• **WORK INSTRUCTIONS**
1. Decide whether each statement agrees with the column about the writer's morning routine, answering yes or no and quoting the words from the column that settle it: (a) The household has two dogs. (b) The bathtub is roomy enough to stretch out in. (c) Mr. X signals his need to go out by banging his head against the front door.
2. In the column about the writer's morning routine, what name has the household given its emergency backup dog?
3. From the column about the writer's morning routine, reproduce word for word the part that opens with the words containing "He will make" and closes with "in the tub.".

• **TEXT EXCERPT**
◇ ◇ ◇ ◇ ◇ ◇ ◇
Winnipeg Free Press - PRINT EDITION
Posted: 05/9/2014 1:00 AM | Comments: 0
As a crusading journalist with naturally curly hair and fiery blue eyes, my morning routine is a wondrous thing to behold.
It begins when, at the urging of our two dogs, I slouch out of bed, pick up the morning paper at the front door, collect my cellphone and the mobile home phone, then head for the bathroom.
Next, I run a scalding hot bath -- you could make soup in my tub if you wanted, but I'm not sure it would be allowed under current health regulations -- and then I climb in and float for approximately 45 minutes while flipping through the newspaper.
Technically, I am not really floating, because our tub is only large enough for two or three residents of Munchkin Land, whereas I am easily the size of Hulk Hogan, which means I am wedged into the bath with my feet planted firmly on the tiles above the faucet and the back of my head parked at an awkward angle against the wall at the opposite end.
After a few minutes of protecting the public's right to know by basking blissfully in a steaming bath, the next phase of my morning routine kicks into gear.
This step involves our emergency backup dog, a small white maniac we have dubbed Mr. X -- who has been blessed with a brain the size of a cashew and powerful hindquarters the size of piano legs -- announcing he needs to go outside immediately.
He will make this announcement by bounding into the bathroom, staring at me for several minutes with the sort of laser-like intensity only a dog can muster, then marching to the back door, against which he will loudly and repeatedly bang his fuzzy head.
What with being a sensitive modern pet owner, I will rise from the tub, girdle my loins with a large bath towel, release Mr. X into the confines of the backyard, then climb back in the tub.
◇ ◇ ◇ ◇ ◇ ◇ ◇
• **DATA BLOCK**
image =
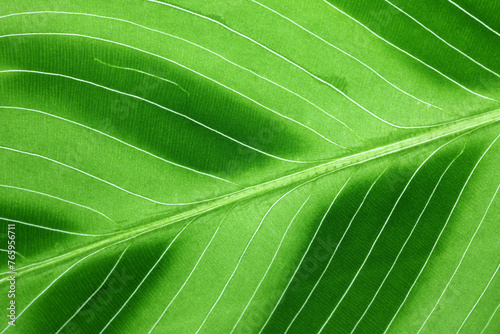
◇ ◇ ◇ ◇ ◇ ◇ ◇
• **RESPONSE LIST**
1.
(a) Yes: "our two dogs"
(b) No: "our tub is only large enough for two or three residents of Munchkin Land"
(c) No: "marching to the back door, against which he will loudly and repeatedly bang his fuzzy head"

2. Mr. X

3.
He will make this announcement by bounding into the bathroom, staring at me for several minutes with the sort of laser-like intensity only a dog can muster, then marching to the back door, against which he will loudly and repeatedly bang his fuzzy head.
What with being a sensitive modern pet owner, I will rise from the tub, girdle my loins with a large bath towel, release Mr. X into the confines of the backyard, then climb back in the tub.